_REQUEST A_
Rewrite the listing from its start through the line containing "<point>79,252</point>", swapping "hoof" for "horse hoof" and keeping everything else identical. Omit the pictures.

──────────

Those expectations become your own.

And your own expectations that you often think are the expectations of others might also be in your way of being gentle with yourself.

But if you encounter someone who really expects you to do things for them and go over your own boundaries,

To go over your whatever you are needing yourself right now,

When you are ignoring that,

And they demand that from you,

Then you are not selfish.

And they cannot tell you that you are selfish because actually,

They might be the ones that are selfish,

Asking you to give up yourself,

To give up your own needs,

Your own desires in order to be there for them.

But I understand when you're introduced into these topics and you're introduced into this way of thinking,

And you're really used to put yourself aside for other people,

That you might feel selfish,

That you might feel that it's all a me,

Me,

Me ego show.

But really,

It is not.

It is really,

Really not.

Because one of the most beautiful spill-over effects of becoming self-gentle is that you will become more gentle towards other people.

The way you can be annoyed by other people or irritated or angry at them very often has to do with the way that you speak to yourself,

The way that you look at yourself.

──────────

_REQUEST B_
In the talk on self-gentleness, what is named as one of the most beautiful spill-over effects of becoming self-gentle?

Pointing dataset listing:

──────────

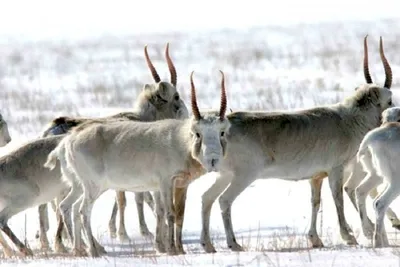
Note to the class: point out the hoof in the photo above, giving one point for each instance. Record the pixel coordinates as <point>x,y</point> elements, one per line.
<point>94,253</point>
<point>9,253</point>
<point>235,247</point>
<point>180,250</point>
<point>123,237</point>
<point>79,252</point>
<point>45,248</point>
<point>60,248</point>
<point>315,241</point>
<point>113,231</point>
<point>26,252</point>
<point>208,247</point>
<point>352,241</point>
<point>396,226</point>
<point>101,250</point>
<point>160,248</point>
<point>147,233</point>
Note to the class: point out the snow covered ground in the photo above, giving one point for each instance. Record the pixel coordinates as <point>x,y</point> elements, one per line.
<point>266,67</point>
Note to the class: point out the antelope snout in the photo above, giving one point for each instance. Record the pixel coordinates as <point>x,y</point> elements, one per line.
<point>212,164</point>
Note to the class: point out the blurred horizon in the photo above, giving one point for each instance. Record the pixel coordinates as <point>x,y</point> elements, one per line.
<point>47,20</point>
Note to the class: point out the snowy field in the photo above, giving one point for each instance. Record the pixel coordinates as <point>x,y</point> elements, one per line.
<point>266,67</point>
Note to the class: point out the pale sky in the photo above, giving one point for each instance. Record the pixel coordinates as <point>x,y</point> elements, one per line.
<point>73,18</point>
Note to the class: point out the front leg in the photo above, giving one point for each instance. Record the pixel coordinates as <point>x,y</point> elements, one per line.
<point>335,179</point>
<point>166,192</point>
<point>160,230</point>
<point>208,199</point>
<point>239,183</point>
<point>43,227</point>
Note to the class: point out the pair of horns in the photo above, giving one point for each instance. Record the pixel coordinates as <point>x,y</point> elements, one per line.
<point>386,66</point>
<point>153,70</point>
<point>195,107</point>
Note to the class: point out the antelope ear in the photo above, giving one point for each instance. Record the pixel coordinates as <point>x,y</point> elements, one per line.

──────────

_EXERCISE RESULT A_
Note to the class: point out the horse hoof in the photo above, giving one point for each instance. Record the pixel coordinates as <point>x,y</point> elements, one per line.
<point>94,253</point>
<point>9,253</point>
<point>235,247</point>
<point>180,250</point>
<point>123,237</point>
<point>79,252</point>

_EXERCISE RESULT B_
You will become more gentle towards other people.